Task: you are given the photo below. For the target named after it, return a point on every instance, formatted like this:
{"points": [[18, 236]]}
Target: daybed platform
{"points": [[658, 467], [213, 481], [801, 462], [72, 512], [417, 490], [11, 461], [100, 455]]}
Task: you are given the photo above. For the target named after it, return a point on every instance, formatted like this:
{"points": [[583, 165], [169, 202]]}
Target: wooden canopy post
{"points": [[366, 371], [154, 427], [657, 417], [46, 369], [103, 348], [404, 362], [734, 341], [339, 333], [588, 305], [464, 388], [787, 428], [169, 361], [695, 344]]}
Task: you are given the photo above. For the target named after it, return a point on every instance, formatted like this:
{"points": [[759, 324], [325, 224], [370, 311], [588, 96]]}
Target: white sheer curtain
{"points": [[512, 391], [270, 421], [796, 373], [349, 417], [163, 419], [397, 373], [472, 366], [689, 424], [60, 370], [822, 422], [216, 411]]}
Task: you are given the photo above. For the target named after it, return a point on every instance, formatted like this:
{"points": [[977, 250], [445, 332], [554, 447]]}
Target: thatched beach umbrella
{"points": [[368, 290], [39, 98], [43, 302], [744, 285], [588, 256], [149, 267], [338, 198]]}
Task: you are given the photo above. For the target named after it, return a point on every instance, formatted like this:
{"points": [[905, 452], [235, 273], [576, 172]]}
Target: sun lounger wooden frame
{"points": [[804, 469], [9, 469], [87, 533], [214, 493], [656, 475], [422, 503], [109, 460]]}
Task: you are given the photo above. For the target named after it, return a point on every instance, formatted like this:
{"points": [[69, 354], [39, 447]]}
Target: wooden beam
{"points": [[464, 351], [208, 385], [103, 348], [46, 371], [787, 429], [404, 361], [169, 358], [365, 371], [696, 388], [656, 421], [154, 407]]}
───
Print out the whole of the material above exactly as it stands.

▶ [ANSWER SECTION]
Task: you are given the photo below. For the target named after it, return a point on every instance, formatted like this:
{"points": [[18, 236]]}
Target: daybed platform
{"points": [[658, 467], [213, 481], [801, 462], [72, 512], [417, 490], [11, 461], [100, 455]]}
Task: you are given the photo above. For the target named after it, return a point on every instance, formatted like this:
{"points": [[583, 165], [169, 202]]}
Target: wooden canopy post
{"points": [[366, 371], [154, 427], [657, 417], [46, 369], [103, 348], [404, 362], [734, 341], [339, 333], [588, 305], [464, 388], [787, 428], [169, 361], [695, 344]]}
Task: you are given the photo above. For the target named after it, return a point on every instance, formatted like this:
{"points": [[759, 324], [325, 224], [370, 311], [588, 96]]}
Target: white sheer curtain
{"points": [[512, 391], [270, 421], [796, 373], [349, 417], [163, 419], [397, 373], [472, 366], [689, 424], [60, 370], [822, 422], [216, 411]]}
Task: you are given the photo above. For the target named after it, return a point on every instance, formatted like this:
{"points": [[977, 250], [445, 332], [554, 447]]}
Target: thatched beach umbrella
{"points": [[368, 290], [39, 98], [43, 302], [744, 285], [588, 256], [149, 267], [338, 198]]}
Task: you are given the photo above. For the target named after it, return a point on every instance, formatted like this:
{"points": [[905, 452], [235, 273], [576, 172]]}
Target: sun lounger wooden frame
{"points": [[804, 469], [9, 469], [87, 533], [214, 493], [656, 475], [422, 503], [109, 460]]}
Task: you are given the photo above. For the target named after it, return a point on every instance, formatted like this:
{"points": [[69, 354], [39, 447]]}
Target: wooden beam
{"points": [[464, 351], [208, 385], [103, 348], [46, 371], [787, 429], [404, 361], [169, 358], [365, 371], [696, 388], [656, 421], [154, 407]]}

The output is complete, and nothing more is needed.